The exercise: Rewrite the listing below with "visual input" replaced by "image" everywhere it occurs and nothing else changed. Omit the pictures from your answer.

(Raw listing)
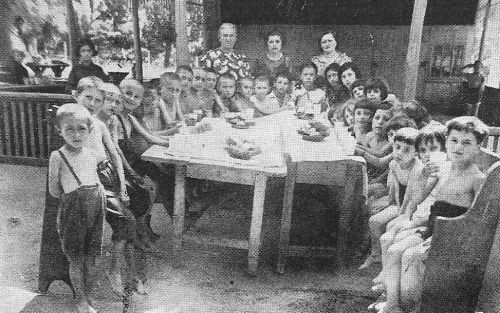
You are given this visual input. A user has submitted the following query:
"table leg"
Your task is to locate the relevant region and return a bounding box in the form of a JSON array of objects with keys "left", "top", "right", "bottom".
[
  {"left": 248, "top": 173, "right": 267, "bottom": 276},
  {"left": 336, "top": 164, "right": 361, "bottom": 268},
  {"left": 172, "top": 164, "right": 186, "bottom": 267}
]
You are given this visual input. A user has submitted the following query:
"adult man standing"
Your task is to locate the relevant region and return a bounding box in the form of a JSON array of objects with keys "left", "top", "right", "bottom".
[{"left": 200, "top": 23, "right": 250, "bottom": 80}]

Correct result:
You are given this image. A user has submitted the following query:
"table leg"
Your task is to locate the relevant region and return a bounding box in the form of a JSON array of objects with keys "left", "top", "right", "bottom".
[
  {"left": 248, "top": 173, "right": 267, "bottom": 276},
  {"left": 336, "top": 164, "right": 361, "bottom": 268},
  {"left": 172, "top": 164, "right": 186, "bottom": 267}
]
You are given this image. A user has submitted the following query:
"adult man standing"
Your task is to locate the relevant region and return a bounding box in the form of a JSON array of objects with keys "left", "top", "right", "bottom".
[{"left": 200, "top": 23, "right": 250, "bottom": 80}]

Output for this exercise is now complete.